● Problema proposto a: Secondo l'estratto sui flussi migratori, in quale data si è rinnovato in automatico il Memorandum d'intesa con la Libia?

● Estratto:
━━━━━━━━━━━━━━━━

«Sicurezza e legalità, certo, riguardano anche una corretta gestione dei flussi migratori. Secondo un principio semplice: in Italia, come in qualsiasi altro stato serio, non si entra illegalmente; si entra legalmente, attraverso i “decreti flussi”».

Queste le dichiarazioni di Giorgia Meloni, all’indomani della nomina a presidente del consiglio. Il suo esecutivo sta rendendo la lotta all’immigrazione uno dei punti del suo discorso programmatico su cui Meloni non è intenzionata a cedere. Ma, mentre il ministro dell’interno, Matteo Piantedosi, ha adottato la linea degli sbarchi selettivi attuando un blocco temporaneo delle navi delle Ong, le promesse fatte dalla leader di Fratelli d’Italia descrivono una realtà differente da quella che il diritto delinea: è pressoché impossibile per un richiedente asilo entrare in un paese diverso dal proprio «legalmente», come sostiene Meloni.

Come si entra “legalmente” da rifugiati

Accedere in modo regolare significa avere con sé i documenti necessari all’ingresso, il cui controllo, secondo quanto previsto dai regolamenti dell’Ue, è posto a carico delle autorità del paese di partenza. Viene, dunque, da chiedersi come dei richiedenti asilo, ovvero persone costrette a lasciare il proprio paese perché oggetto di persecuzioni da parte delle istituzioni possano chiedere ai funzionari da cui scappano di apporre un timbro sul loro passaporto.  

«Fermare le partenze illegali», come sostenuto da Meloni, equivale a bloccare i richiedenti asilo all’interno dei paesi che su di loro esercitano violenze e persecuzioni. D’altra parte è anche vero che per coloro che vogliono fuggire l’unica possibilità è affidarsi ai trafficanti. 

I trafficanti

La presidente li cita, dichiarando di voler spezzare «finalmente il traffico di esseri umani nel Mediterraneo». Un’iniziativa da attuare – «in accordo con le autorità del Nordafrica». In altre parole con la Libia. Quel paese con cui pochi giorni fa, il 2 novembre, si è rinnovato in automatico il Memorandum d’intesa nonostante negli anni diversi rapporti dell’Unhcr abbiano dimostrato e denunciato a più riprese le violazioni dei diritti umani che in quel paese avvengono.

━━━━━━━━━━━━━━━━

● Voci di dati memorizzate:
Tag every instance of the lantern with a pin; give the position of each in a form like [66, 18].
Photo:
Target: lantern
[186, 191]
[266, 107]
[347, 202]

━━━━━━━━━━━━━━━━

● Problema proposto b: Riscrivi in una tabella Markdown tutte le righe delle voci di dati memorizzate qui sopra, con le colonne «Numero» e «Testo» e senza le righe vuote.

● Soluzione a: Il 2 novembre.

● Soluzione b:
| Numero | Testo |
|---|---|
| 1 | Tag every instance of the lantern with a pin; give the position of each in a form like [66, 18]. |
| 2 | Photo: |
| 3 | Target: lantern |
| 4 | [186, 191] |
| 5 | [266, 107] |
| 6 | [347, 202] |